_GOAL_: Copy the data precisely, keeping every character.

_DATASET ENTRIES_:
— begin —

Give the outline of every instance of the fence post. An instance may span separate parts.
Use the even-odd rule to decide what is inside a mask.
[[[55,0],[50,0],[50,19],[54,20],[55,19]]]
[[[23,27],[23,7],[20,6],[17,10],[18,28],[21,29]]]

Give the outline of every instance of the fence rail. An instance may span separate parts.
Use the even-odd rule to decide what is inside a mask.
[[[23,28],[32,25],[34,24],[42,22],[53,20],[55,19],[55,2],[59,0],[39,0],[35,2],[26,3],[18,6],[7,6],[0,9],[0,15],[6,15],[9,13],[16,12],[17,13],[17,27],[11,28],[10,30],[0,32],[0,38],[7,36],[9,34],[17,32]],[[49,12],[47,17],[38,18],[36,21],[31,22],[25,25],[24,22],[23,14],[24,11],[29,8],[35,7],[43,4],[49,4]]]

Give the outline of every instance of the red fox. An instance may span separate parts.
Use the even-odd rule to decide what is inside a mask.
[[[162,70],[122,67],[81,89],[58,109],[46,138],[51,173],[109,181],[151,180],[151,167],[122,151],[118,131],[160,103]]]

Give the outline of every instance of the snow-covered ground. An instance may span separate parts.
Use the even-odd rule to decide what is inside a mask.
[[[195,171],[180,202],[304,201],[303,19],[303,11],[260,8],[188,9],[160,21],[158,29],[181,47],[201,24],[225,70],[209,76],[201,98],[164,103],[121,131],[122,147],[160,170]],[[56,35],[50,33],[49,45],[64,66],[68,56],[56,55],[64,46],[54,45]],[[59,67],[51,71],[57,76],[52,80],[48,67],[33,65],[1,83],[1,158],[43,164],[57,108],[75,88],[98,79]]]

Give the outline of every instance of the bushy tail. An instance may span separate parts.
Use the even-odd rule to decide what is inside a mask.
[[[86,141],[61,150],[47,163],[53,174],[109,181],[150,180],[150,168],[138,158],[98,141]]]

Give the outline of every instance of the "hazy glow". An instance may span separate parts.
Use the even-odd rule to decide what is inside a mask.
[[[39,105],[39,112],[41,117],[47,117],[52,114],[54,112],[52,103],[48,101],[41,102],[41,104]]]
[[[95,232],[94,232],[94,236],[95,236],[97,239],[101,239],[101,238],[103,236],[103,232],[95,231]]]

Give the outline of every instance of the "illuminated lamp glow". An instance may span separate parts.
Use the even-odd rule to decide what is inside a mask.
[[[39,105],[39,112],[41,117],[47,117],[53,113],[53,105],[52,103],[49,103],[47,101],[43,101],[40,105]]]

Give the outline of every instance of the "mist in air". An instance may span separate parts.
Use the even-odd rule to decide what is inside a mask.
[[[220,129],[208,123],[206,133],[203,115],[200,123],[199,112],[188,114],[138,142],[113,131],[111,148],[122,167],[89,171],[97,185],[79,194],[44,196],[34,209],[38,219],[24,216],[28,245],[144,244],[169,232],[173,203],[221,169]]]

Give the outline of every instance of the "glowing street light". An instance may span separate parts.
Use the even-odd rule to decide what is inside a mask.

— end —

_ANSWER TO THE PROBLEM_:
Give the outline of every instance of the fence post. An instance may span separate parts.
Use the even-odd rule to decide what is inside a mask.
[[[55,0],[50,0],[50,19],[54,20],[55,19]]]
[[[23,27],[23,7],[20,6],[17,10],[18,28],[21,29]]]

Give the outline of every instance of the fence rail. An instance may span separate parts.
Use the even-odd rule to decide what is inside a mask.
[[[23,28],[32,25],[34,24],[42,22],[53,20],[55,19],[55,2],[59,0],[39,0],[35,2],[26,3],[18,6],[7,6],[0,9],[0,15],[6,15],[9,13],[16,12],[17,13],[17,27],[11,28],[10,30],[0,32],[0,38],[7,36],[9,34],[17,32]],[[49,12],[47,17],[38,18],[36,21],[31,22],[25,25],[24,22],[23,14],[24,11],[29,8],[35,7],[43,4],[49,4]]]

Give the outline of every instance of the red fox. An instance may span separate parts.
Use the even-odd rule to decide what is inside a mask.
[[[162,70],[122,67],[81,89],[58,109],[46,138],[51,173],[109,181],[151,180],[151,167],[122,151],[118,131],[160,103]]]

Give the outline of every instance of the snow-covered ground. An instance may span separate parts.
Use the even-odd rule to decide what is inside a mask.
[[[195,171],[180,202],[304,201],[303,19],[303,11],[260,8],[188,9],[160,21],[158,29],[181,47],[201,24],[225,70],[209,76],[201,98],[164,103],[121,131],[122,147],[160,170]],[[56,35],[50,33],[49,45],[64,66],[68,56],[56,55],[64,46],[54,45]],[[59,67],[51,71],[57,76],[52,80],[48,67],[33,65],[1,83],[1,158],[43,164],[57,108],[75,88],[98,79]]]

Give the outline of every instance of the bushy tail. An instance may span separate parts.
Use the even-odd rule to decide what is inside a mask.
[[[86,141],[61,150],[47,163],[53,174],[109,181],[150,180],[150,168],[138,158],[98,141]]]

Give the outline of every instance of the "hazy glow". An instance may span separate parts.
Use the even-odd rule to decide what is inside a mask.
[[[39,105],[39,112],[41,117],[47,117],[52,114],[54,112],[52,103],[48,101],[41,102],[41,104]]]
[[[95,232],[94,232],[94,236],[95,236],[97,239],[101,239],[101,238],[103,236],[103,232],[95,231]]]

Give the outline of every instance of the "illuminated lamp glow". An instance may span separate parts.
Use the even-odd rule to decide what is inside a mask.
[[[39,105],[39,112],[41,117],[47,117],[53,113],[53,105],[52,103],[49,103],[47,101],[43,101],[40,105]]]

Give the outline of every instance of the "mist in air". An instance may span separate parts.
Use the even-odd rule to decide what is inside a mask.
[[[220,129],[208,123],[206,133],[203,115],[200,123],[199,112],[188,114],[138,142],[113,131],[111,148],[122,167],[89,171],[97,185],[79,194],[44,196],[34,209],[38,219],[24,216],[28,245],[144,244],[169,232],[173,203],[221,169]]]

Give the outline of every instance of the "glowing street light". An instance may span separate parts.
Use the even-odd rule to decide what is inside a mask.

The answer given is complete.